* [About this task]:
Leave out any pictures and transcribe all other data below exactly.

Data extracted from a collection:
━━━━━━━━━━━━━━━━━━━━

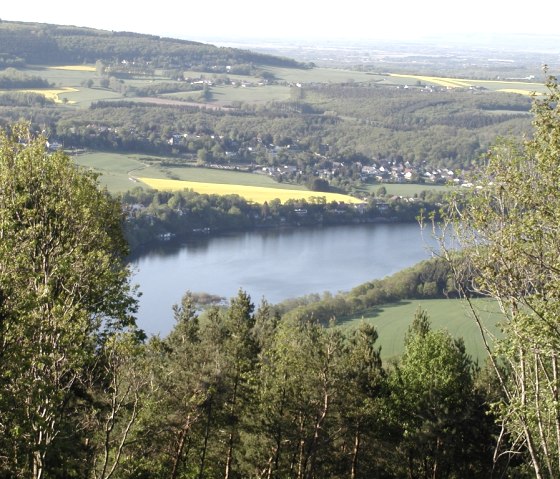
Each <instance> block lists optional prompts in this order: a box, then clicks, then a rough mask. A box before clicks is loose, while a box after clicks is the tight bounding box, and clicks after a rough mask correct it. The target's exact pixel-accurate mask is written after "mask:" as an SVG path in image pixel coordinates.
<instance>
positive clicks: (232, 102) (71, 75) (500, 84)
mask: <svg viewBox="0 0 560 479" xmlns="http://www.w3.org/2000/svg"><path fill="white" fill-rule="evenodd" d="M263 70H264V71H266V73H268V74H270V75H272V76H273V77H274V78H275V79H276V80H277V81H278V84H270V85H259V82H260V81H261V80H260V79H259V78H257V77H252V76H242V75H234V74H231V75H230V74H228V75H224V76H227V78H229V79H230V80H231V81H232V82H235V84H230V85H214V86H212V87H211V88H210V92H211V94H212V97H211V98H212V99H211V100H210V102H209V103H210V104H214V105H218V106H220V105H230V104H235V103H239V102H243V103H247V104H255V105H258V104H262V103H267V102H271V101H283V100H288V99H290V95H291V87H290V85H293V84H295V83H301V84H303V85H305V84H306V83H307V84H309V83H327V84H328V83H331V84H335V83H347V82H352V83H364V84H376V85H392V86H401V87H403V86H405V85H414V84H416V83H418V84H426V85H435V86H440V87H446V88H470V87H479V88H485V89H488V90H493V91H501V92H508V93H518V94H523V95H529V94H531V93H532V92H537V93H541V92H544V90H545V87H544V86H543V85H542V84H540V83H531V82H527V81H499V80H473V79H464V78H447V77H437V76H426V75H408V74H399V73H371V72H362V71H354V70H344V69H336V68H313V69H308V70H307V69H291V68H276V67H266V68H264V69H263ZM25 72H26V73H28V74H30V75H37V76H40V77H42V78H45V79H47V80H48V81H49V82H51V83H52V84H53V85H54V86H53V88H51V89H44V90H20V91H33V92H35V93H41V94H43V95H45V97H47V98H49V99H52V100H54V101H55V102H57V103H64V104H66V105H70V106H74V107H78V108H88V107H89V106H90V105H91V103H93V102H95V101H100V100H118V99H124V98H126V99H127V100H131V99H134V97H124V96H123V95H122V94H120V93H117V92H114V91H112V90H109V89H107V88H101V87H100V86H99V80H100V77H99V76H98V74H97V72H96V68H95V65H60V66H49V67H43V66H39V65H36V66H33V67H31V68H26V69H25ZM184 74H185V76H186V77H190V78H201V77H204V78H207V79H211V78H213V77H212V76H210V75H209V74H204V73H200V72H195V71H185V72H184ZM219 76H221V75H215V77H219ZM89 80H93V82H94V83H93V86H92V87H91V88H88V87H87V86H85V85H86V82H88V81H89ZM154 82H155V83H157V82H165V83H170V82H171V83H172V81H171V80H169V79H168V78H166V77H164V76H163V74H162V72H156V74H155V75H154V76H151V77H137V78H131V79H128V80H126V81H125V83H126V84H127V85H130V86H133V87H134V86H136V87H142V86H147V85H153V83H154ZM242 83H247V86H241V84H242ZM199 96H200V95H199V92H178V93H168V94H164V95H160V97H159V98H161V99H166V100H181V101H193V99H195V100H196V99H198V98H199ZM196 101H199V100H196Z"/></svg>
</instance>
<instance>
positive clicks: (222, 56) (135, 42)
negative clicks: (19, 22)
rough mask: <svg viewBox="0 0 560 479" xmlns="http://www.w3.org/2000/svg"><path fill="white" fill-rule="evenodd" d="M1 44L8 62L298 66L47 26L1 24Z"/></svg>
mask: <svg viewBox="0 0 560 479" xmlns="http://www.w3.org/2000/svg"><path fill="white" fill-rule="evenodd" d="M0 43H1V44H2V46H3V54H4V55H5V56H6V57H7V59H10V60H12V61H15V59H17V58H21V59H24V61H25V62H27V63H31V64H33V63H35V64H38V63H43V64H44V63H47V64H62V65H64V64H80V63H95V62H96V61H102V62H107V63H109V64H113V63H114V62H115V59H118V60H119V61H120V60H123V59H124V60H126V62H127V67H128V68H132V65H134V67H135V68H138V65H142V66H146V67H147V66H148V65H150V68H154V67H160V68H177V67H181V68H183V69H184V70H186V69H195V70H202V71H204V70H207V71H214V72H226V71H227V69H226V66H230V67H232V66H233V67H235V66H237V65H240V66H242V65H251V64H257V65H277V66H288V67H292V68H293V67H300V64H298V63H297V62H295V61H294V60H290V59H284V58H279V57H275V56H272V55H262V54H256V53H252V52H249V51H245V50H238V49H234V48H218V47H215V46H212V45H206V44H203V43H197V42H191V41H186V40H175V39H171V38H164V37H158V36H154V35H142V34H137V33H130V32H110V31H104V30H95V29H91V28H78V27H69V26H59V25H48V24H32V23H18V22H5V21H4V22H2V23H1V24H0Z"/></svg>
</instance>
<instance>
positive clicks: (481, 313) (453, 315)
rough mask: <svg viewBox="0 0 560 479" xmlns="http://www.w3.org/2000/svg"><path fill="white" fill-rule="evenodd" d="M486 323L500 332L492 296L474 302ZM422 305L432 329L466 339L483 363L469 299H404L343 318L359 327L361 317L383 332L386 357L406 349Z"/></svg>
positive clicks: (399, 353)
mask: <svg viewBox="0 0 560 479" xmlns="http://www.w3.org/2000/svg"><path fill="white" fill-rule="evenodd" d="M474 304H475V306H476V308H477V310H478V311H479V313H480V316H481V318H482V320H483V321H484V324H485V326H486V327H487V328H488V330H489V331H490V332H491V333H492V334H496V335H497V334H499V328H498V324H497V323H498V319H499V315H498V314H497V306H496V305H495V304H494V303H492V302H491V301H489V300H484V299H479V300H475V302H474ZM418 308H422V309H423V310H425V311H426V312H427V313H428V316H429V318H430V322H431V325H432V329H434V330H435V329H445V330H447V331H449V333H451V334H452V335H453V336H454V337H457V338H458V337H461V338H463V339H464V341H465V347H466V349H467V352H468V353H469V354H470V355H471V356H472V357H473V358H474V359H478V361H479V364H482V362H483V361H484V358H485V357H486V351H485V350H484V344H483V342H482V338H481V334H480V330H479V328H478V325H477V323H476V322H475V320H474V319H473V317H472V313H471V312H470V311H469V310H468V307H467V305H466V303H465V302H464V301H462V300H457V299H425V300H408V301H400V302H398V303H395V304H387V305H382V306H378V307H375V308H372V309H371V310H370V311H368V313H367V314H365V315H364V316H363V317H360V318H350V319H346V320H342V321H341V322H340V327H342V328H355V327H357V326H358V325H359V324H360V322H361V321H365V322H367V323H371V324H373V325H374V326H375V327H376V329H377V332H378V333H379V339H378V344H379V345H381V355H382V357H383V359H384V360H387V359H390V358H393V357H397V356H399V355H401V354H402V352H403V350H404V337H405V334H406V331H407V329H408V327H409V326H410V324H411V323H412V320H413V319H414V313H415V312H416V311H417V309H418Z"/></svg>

━━━━━━━━━━━━━━━━━━━━

* [Output for this exercise]:
Each <instance> block lists optional prompts in this order: a box, then clicks, then a rough mask. A box before clicks is loose, while a box after clicks is the tight bounding box, and clicks after a rough mask correct it. The target's exact pixel-accurate mask is written after "mask:" as an SVG path in image pixel coordinates.
<instance>
positive clicks: (232, 102) (71, 75) (500, 84)
mask: <svg viewBox="0 0 560 479" xmlns="http://www.w3.org/2000/svg"><path fill="white" fill-rule="evenodd" d="M263 70H264V71H266V73H268V74H270V75H272V76H273V77H274V78H275V79H276V80H277V81H278V84H270V85H259V82H260V81H261V80H260V79H259V78H257V77H252V76H242V75H234V74H231V75H230V74H228V75H224V76H227V78H229V79H230V80H231V81H232V82H235V84H230V85H214V86H212V87H211V88H210V92H211V94H212V97H211V98H212V99H211V100H210V102H209V103H210V104H214V105H218V106H220V105H230V104H235V103H239V102H243V103H247V104H255V105H258V104H262V103H267V102H271V101H283V100H288V99H290V95H291V87H290V85H293V84H295V83H301V84H303V85H305V84H306V83H307V84H309V83H327V84H328V83H331V84H335V83H347V82H352V83H364V84H376V85H392V86H401V87H403V86H405V85H414V84H416V83H418V84H426V85H435V86H440V87H446V88H470V87H479V88H485V89H488V90H493V91H501V92H508V93H518V94H523V95H529V94H531V93H532V92H537V93H541V92H544V90H545V87H544V86H543V85H542V84H540V83H531V82H527V81H499V80H473V79H464V78H447V77H437V76H426V75H408V74H399V73H371V72H362V71H354V70H344V69H336V68H313V69H308V70H307V69H291V68H276V67H266V68H264V69H263ZM25 72H26V73H28V74H30V75H37V76H40V77H42V78H45V79H47V80H48V81H49V82H51V83H52V84H53V85H54V86H53V88H51V89H44V90H20V91H33V92H35V93H41V94H43V95H45V97H47V98H49V99H52V100H54V101H55V102H57V103H64V104H66V105H70V106H74V107H78V108H88V107H89V106H90V105H91V103H93V102H95V101H100V100H118V99H124V98H126V99H127V100H131V99H134V97H124V96H123V95H122V94H120V93H117V92H114V91H112V90H109V89H107V88H101V87H100V86H99V80H100V77H99V76H98V74H97V72H96V68H95V65H60V66H49V67H43V66H39V65H36V66H33V67H31V68H26V69H25ZM184 74H185V76H186V77H190V78H201V77H204V78H207V79H211V78H213V77H212V76H210V75H209V74H204V73H200V72H195V71H185V72H184ZM219 76H221V75H215V77H219ZM89 80H93V82H94V83H93V86H92V87H91V88H88V87H87V86H85V85H86V82H88V81H89ZM154 82H155V83H157V82H165V83H170V82H171V83H172V81H171V80H169V79H168V78H166V77H164V76H163V74H162V72H156V74H155V75H154V76H151V77H137V78H131V79H128V80H126V81H125V83H126V84H127V85H130V86H133V87H134V86H136V87H142V86H147V85H153V83H154ZM242 83H247V86H241V84H242ZM199 96H200V95H199V92H178V93H168V94H164V95H160V97H159V98H161V99H166V100H181V101H193V99H195V100H196V99H198V98H199ZM196 101H199V100H196Z"/></svg>
</instance>
<instance>
positive clicks: (222, 56) (135, 42)
negative clicks: (19, 22)
rough mask: <svg viewBox="0 0 560 479" xmlns="http://www.w3.org/2000/svg"><path fill="white" fill-rule="evenodd" d="M1 44L8 62L298 66L47 26L1 24Z"/></svg>
mask: <svg viewBox="0 0 560 479" xmlns="http://www.w3.org/2000/svg"><path fill="white" fill-rule="evenodd" d="M0 43H1V44H2V46H3V54H4V55H5V56H6V57H7V59H10V60H12V61H15V59H17V58H21V59H24V61H25V62H27V63H31V64H33V63H35V64H38V63H43V64H44V63H47V64H62V65H64V64H80V63H95V62H96V61H102V62H107V63H109V64H113V63H114V62H115V59H118V60H119V61H120V60H123V59H124V60H126V62H127V67H128V68H132V65H134V67H135V68H138V65H142V66H146V67H147V66H148V65H150V68H154V67H160V68H177V67H181V68H183V69H184V70H186V69H195V70H202V71H204V70H207V71H214V72H226V71H227V69H226V66H230V67H232V66H233V67H235V66H237V65H240V66H242V65H251V64H257V65H277V66H288V67H292V68H293V67H300V64H298V63H297V62H295V61H294V60H290V59H284V58H279V57H275V56H272V55H262V54H256V53H252V52H249V51H245V50H238V49H234V48H218V47H215V46H212V45H206V44H203V43H197V42H191V41H186V40H175V39H171V38H164V37H158V36H154V35H142V34H137V33H130V32H110V31H104V30H95V29H91V28H78V27H69V26H59V25H48V24H32V23H18V22H5V21H4V22H2V23H1V24H0Z"/></svg>
</instance>
<instance>
positive clicks: (481, 313) (453, 315)
rough mask: <svg viewBox="0 0 560 479" xmlns="http://www.w3.org/2000/svg"><path fill="white" fill-rule="evenodd" d="M486 323L500 332L492 296L474 302ZM422 305L432 329L466 339L483 363L469 299H404L343 318L359 327L361 317L383 332L386 357L406 349Z"/></svg>
positive clicks: (399, 353)
mask: <svg viewBox="0 0 560 479" xmlns="http://www.w3.org/2000/svg"><path fill="white" fill-rule="evenodd" d="M474 304H475V306H476V308H477V310H478V311H479V313H480V316H481V318H482V320H483V321H484V324H485V326H486V327H487V328H488V330H489V331H490V332H491V333H492V334H496V335H497V334H499V328H498V324H497V323H498V319H499V315H498V314H497V306H496V305H495V304H494V303H492V302H491V301H489V300H484V299H479V300H475V302H474ZM418 308H422V309H423V310H425V311H426V312H427V313H428V316H429V318H430V322H431V325H432V329H434V330H435V329H445V330H447V331H449V333H451V334H452V335H453V336H454V337H457V338H458V337H461V338H463V339H464V341H465V347H466V349H467V352H468V353H469V354H470V355H471V356H472V357H473V358H474V359H478V361H479V364H482V362H483V361H484V358H485V357H486V351H485V350H484V344H483V342H482V338H481V334H480V330H479V328H478V325H477V323H476V322H475V320H474V319H473V317H472V313H471V312H470V311H469V310H468V307H467V305H466V303H465V302H464V301H462V300H457V299H425V300H408V301H400V302H398V303H395V304H387V305H382V306H378V307H375V308H372V309H371V310H370V311H368V313H367V314H365V315H364V316H363V317H360V318H350V319H346V320H342V321H341V322H340V327H342V328H355V327H357V326H358V325H359V324H360V322H361V321H365V322H367V323H371V324H373V325H374V326H375V327H376V329H377V332H378V333H379V339H378V344H379V345H381V355H382V357H383V359H384V360H387V359H390V358H393V357H397V356H399V355H401V354H402V352H403V350H404V337H405V334H406V331H407V329H408V327H409V326H410V324H411V323H412V320H413V319H414V313H415V312H416V311H417V309H418Z"/></svg>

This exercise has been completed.